▸ **PROMPT**: In the records below, the line with "--target forest undergrowth" opens the range and the line with "slender tree trunk" closes it; print that range exactly and nothing else.

▸ **PROVIDED MATERIAL**:
++++++++++

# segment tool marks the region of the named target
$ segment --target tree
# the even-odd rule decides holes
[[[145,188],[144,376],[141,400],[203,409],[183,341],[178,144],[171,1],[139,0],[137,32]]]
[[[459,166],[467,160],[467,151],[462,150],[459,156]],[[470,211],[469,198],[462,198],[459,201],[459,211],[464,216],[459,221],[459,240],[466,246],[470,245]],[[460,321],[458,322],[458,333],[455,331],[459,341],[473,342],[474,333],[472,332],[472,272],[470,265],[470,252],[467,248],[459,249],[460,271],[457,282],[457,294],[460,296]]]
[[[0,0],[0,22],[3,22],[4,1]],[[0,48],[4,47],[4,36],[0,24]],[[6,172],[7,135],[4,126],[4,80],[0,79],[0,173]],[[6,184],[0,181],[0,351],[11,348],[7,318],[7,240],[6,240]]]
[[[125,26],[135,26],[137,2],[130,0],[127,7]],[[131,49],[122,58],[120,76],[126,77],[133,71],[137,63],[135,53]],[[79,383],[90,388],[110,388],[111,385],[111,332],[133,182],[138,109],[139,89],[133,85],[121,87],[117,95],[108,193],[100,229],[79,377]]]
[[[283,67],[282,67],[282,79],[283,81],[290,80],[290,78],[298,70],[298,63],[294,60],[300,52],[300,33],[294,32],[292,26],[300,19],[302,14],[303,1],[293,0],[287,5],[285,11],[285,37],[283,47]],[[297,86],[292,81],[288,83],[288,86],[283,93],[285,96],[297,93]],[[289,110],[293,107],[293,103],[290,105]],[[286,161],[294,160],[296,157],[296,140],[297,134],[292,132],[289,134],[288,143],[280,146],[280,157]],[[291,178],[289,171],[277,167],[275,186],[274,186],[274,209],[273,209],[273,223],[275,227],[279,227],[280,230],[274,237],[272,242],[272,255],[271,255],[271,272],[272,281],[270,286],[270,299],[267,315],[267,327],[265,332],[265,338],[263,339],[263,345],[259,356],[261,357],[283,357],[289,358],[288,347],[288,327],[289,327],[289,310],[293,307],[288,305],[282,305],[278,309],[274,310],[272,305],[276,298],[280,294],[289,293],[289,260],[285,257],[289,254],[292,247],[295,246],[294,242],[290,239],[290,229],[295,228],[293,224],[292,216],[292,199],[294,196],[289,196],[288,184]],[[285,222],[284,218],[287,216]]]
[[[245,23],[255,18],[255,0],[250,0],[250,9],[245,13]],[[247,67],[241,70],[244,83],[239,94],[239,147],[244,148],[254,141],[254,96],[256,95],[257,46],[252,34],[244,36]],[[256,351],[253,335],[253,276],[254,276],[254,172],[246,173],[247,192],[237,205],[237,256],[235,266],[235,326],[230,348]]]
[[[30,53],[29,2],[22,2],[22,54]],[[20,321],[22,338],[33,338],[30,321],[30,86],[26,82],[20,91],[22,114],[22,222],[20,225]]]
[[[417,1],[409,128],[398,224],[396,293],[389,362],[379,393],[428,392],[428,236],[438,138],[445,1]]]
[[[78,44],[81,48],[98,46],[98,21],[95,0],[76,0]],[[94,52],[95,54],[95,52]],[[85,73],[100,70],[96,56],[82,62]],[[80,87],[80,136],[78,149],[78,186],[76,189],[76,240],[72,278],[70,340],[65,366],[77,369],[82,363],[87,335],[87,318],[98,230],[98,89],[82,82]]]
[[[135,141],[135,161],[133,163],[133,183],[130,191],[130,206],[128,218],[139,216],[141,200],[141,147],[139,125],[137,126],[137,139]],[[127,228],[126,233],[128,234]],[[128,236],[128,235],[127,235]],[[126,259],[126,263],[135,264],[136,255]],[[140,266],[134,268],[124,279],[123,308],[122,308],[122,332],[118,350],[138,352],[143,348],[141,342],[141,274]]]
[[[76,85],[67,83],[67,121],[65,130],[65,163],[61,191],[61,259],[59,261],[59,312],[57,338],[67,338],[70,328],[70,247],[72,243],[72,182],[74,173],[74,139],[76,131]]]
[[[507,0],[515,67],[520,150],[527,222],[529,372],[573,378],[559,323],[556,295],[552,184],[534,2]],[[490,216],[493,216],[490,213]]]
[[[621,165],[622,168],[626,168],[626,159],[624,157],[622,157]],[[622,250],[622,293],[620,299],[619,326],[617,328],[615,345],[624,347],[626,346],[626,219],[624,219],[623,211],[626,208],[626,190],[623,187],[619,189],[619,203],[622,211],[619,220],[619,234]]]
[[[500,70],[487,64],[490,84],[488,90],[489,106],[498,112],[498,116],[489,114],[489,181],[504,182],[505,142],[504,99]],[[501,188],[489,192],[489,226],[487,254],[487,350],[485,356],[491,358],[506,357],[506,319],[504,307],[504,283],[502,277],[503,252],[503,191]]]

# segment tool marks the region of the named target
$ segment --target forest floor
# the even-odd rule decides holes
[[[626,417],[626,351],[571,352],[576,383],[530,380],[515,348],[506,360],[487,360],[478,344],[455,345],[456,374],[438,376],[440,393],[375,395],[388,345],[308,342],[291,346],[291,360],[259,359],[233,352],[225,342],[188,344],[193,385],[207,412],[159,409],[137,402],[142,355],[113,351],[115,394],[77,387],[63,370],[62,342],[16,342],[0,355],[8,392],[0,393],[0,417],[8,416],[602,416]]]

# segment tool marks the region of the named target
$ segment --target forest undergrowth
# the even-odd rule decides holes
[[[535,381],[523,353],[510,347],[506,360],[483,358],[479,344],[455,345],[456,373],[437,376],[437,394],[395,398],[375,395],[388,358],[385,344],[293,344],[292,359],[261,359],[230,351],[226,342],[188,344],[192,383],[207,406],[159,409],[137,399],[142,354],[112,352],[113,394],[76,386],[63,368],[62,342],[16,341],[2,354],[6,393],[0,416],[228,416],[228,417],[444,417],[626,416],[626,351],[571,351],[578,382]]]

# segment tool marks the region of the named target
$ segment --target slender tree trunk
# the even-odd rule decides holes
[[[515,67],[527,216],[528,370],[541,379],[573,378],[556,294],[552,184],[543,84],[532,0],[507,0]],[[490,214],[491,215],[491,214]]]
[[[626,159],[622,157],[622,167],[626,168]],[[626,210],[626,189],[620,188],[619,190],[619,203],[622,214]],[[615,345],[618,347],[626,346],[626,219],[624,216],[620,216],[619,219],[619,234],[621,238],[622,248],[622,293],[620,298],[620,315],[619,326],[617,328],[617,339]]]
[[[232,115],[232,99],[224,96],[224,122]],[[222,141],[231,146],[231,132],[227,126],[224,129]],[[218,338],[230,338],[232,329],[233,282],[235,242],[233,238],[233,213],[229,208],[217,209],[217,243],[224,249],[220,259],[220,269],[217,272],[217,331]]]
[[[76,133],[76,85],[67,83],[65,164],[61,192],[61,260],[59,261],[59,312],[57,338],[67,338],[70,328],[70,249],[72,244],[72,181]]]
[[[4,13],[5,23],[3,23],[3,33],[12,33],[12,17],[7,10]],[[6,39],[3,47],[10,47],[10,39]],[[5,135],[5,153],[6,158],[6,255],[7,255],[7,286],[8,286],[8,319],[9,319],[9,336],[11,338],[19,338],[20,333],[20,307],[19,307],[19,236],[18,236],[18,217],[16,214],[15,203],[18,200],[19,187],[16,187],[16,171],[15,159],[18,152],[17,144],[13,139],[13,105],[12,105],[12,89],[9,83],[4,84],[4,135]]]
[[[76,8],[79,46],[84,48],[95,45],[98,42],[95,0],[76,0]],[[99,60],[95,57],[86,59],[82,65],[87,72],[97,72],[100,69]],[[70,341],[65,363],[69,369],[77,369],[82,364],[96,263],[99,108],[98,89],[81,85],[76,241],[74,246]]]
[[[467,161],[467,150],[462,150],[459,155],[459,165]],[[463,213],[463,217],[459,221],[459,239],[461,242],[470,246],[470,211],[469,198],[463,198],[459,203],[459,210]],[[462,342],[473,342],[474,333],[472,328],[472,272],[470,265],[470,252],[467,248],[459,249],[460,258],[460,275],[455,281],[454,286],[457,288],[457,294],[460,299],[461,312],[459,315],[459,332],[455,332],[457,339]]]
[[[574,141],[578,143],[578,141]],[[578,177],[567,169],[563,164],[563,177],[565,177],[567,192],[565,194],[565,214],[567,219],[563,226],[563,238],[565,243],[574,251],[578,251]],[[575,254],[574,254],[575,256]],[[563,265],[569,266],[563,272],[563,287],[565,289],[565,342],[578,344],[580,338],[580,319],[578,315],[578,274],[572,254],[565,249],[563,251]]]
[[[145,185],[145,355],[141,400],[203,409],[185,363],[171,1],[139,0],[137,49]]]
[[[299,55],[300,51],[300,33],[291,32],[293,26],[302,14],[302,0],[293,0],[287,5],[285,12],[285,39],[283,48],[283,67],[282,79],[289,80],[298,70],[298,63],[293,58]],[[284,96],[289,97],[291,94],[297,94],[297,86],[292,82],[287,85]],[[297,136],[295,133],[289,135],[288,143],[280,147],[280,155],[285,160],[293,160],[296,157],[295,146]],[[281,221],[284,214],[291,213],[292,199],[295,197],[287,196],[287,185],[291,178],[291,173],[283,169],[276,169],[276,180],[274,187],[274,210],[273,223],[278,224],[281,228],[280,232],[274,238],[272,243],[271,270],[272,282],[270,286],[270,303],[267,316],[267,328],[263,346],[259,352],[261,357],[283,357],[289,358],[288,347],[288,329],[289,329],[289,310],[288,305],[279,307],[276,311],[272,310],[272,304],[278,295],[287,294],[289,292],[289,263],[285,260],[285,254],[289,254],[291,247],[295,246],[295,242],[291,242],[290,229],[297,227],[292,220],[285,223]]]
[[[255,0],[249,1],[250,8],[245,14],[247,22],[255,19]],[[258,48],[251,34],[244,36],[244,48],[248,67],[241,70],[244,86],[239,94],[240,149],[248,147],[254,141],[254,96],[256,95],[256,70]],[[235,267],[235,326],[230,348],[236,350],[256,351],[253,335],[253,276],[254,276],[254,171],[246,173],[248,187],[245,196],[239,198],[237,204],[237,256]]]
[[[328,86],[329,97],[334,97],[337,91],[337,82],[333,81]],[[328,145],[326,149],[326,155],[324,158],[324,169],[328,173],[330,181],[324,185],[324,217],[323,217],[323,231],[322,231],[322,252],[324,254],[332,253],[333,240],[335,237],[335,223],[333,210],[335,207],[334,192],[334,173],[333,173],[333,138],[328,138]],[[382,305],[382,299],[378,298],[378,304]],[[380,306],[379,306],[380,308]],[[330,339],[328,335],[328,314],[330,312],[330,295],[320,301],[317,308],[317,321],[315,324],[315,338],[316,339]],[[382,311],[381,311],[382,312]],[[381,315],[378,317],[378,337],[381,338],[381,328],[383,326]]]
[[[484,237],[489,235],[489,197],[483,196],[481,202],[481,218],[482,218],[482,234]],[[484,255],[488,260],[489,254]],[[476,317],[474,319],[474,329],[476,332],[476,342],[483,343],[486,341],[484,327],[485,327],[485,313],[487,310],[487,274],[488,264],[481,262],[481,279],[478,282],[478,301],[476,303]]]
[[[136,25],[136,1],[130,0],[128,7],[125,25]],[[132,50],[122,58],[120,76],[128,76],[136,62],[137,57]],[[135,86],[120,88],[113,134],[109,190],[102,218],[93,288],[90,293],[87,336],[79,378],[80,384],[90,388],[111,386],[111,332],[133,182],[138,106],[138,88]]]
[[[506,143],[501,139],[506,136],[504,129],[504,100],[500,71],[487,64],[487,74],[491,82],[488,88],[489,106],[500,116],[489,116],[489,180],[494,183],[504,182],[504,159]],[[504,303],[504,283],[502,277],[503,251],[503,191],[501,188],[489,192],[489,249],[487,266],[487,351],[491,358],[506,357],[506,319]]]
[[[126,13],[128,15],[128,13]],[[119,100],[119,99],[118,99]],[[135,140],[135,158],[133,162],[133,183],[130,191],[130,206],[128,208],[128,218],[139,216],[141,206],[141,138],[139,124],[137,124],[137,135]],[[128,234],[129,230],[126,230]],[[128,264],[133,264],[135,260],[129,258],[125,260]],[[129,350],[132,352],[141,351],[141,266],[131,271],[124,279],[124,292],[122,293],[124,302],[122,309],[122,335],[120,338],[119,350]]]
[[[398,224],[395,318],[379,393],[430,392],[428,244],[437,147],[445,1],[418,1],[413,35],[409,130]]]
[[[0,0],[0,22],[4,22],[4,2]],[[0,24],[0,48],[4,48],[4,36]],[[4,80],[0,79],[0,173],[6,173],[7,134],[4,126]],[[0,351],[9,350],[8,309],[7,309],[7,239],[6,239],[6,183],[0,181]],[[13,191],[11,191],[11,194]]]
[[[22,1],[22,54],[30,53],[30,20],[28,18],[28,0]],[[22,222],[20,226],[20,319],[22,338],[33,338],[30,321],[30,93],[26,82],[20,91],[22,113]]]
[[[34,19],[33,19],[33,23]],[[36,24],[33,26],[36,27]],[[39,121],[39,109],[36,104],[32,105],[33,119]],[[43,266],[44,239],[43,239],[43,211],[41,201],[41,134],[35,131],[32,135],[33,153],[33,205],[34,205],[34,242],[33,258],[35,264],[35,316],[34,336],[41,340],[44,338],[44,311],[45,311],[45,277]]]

++++++++++

▸ **TASK RESPONSE**:
$ segment --target forest undergrowth
# the even-odd rule decides holes
[[[535,381],[523,353],[510,347],[506,360],[483,358],[479,344],[455,345],[456,373],[437,376],[437,394],[395,398],[375,395],[388,358],[385,344],[293,344],[292,359],[261,359],[230,351],[226,342],[188,344],[192,383],[207,406],[159,409],[137,399],[142,354],[112,352],[113,394],[76,386],[63,368],[62,342],[16,341],[2,354],[6,393],[0,416],[228,416],[228,417],[444,417],[626,416],[626,351],[571,351],[578,382]]]

# segment tool marks the region of the named target
$ segment --target slender tree trunk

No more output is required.